Your task is to transcribe, word for word, the line containing "Query: dense tree line" and all lines that follow it to the end of the entries. Leave out the pictures.

[start PROVIDED ENTRIES]

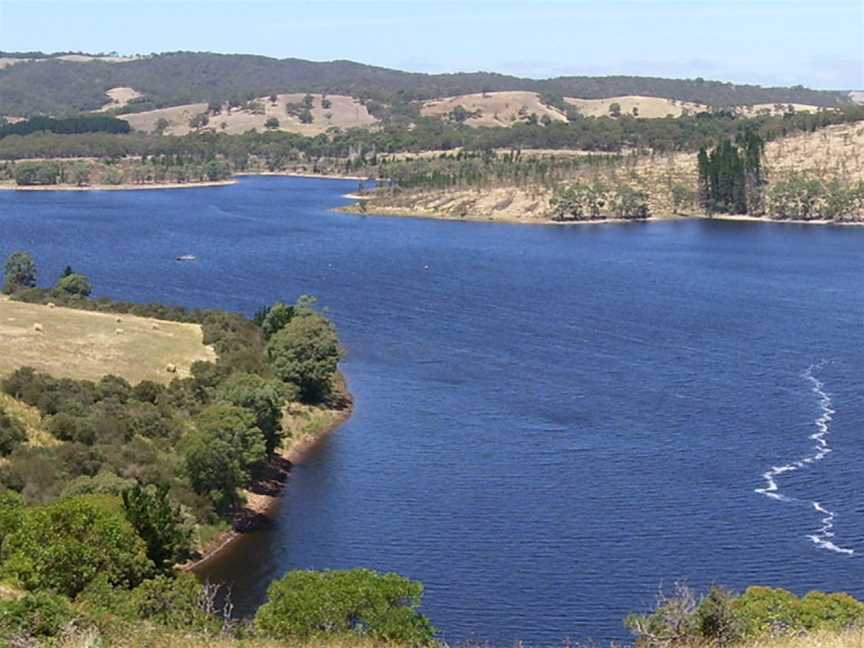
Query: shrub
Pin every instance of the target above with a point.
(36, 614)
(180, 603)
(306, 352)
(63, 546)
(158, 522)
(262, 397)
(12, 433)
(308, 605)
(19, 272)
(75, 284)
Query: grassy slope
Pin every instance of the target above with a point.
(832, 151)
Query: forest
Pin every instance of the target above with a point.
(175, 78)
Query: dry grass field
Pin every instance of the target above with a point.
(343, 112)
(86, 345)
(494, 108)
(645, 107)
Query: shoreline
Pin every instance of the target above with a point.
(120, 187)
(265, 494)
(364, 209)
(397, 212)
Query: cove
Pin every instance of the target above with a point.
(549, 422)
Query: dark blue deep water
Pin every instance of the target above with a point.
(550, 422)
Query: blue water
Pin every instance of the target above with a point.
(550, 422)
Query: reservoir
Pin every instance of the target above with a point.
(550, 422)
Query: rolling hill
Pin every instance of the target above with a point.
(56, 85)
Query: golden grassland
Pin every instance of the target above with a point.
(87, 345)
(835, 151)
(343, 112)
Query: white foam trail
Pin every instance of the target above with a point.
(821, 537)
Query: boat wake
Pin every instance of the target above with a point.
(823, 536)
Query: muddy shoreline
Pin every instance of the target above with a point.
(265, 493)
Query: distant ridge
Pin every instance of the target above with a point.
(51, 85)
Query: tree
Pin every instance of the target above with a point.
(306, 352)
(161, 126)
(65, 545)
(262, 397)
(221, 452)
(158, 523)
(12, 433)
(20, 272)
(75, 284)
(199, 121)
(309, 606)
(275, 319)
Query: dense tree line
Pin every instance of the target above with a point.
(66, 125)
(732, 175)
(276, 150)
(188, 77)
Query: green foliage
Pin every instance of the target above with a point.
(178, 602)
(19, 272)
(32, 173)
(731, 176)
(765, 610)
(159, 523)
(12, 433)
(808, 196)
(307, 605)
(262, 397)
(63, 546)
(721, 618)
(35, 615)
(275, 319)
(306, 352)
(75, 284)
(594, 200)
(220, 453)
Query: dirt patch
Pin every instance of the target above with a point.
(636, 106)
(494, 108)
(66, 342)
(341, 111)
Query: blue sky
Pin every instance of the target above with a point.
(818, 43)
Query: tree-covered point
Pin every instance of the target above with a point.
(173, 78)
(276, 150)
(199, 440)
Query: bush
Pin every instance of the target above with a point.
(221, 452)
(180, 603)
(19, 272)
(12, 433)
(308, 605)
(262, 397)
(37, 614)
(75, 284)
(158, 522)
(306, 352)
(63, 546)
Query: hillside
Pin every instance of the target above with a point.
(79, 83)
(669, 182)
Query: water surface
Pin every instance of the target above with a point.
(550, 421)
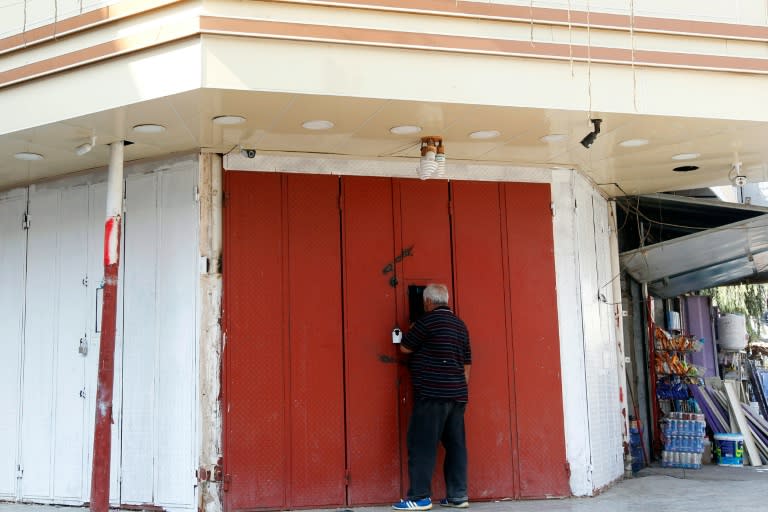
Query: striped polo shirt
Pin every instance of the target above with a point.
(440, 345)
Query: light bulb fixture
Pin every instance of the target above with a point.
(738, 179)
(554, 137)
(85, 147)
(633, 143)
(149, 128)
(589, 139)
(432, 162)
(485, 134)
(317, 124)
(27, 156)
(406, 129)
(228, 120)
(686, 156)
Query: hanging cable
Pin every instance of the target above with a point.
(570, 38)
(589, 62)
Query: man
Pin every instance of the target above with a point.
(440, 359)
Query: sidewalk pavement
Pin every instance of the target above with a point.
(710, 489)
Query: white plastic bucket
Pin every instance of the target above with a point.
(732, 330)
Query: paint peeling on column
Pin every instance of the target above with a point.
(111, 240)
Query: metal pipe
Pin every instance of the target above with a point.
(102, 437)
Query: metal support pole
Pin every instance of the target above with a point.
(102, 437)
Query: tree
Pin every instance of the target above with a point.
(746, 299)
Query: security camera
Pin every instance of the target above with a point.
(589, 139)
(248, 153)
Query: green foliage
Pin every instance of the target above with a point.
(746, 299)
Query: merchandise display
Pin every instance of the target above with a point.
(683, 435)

[end PROVIDED ENTRIES]

** THE RESULT **
Query: dense tree line
Pin every instance of the target above with a point.
(66, 125)
(732, 175)
(276, 150)
(188, 77)
Query: green foliage
Pin every instance of the target above with a point.
(178, 602)
(19, 272)
(32, 173)
(731, 176)
(765, 610)
(159, 523)
(12, 433)
(808, 196)
(307, 605)
(262, 397)
(63, 546)
(721, 618)
(35, 615)
(275, 319)
(306, 352)
(75, 284)
(594, 200)
(220, 453)
Query: dirt patch
Pin every instance of the target above with a point.
(636, 106)
(494, 108)
(66, 342)
(341, 111)
Query: blue sky
Pin every instance of the target above with a point.
(818, 43)
Query: tree-covered point
Pin every instance of the target above with a point.
(173, 78)
(276, 150)
(199, 440)
Query: bush
Pin every instance of the target above with a point.
(221, 452)
(180, 603)
(19, 272)
(12, 433)
(308, 605)
(262, 397)
(37, 614)
(75, 284)
(158, 522)
(306, 352)
(63, 546)
Query: hillside
Pin every instance of the target above with a point.
(79, 83)
(669, 182)
Query: water surface
Pin every instance of the target above with a point.
(550, 421)
Query: striped polo shirt
Pin every instance of the target above with a point.
(440, 345)
Query: light bulb fixture
Pin every instance of the target above with a point.
(738, 179)
(554, 137)
(85, 147)
(633, 143)
(149, 128)
(589, 139)
(432, 162)
(485, 134)
(317, 124)
(27, 156)
(406, 129)
(228, 120)
(686, 156)
Query: hanging cable
Pin every instance of the target above with a point.
(570, 38)
(589, 62)
Query: man
Pin every instance of the target above with a point.
(440, 359)
Query: sidewalk pavement
Pin every instance of the target above with a point.
(710, 489)
Query: white plastic bucket
Pin every instance of the target above with a point.
(732, 330)
Query: paint peeling on column
Pin every instance of the target above with a point.
(111, 240)
Query: metal pipe
Pin every instance of the target above with a point.
(102, 437)
Query: metal support pole
Pin every instance of the target above with a point.
(102, 437)
Query: tree
Pin every instance of the target above with a point.
(746, 299)
Query: security camera
Pin every instance of the target above with a point.
(589, 139)
(248, 153)
Query: green foliage
Pin every instance of the target above with a point.
(746, 299)
Query: merchandise display
Pin every instance of the target above with a point.
(683, 435)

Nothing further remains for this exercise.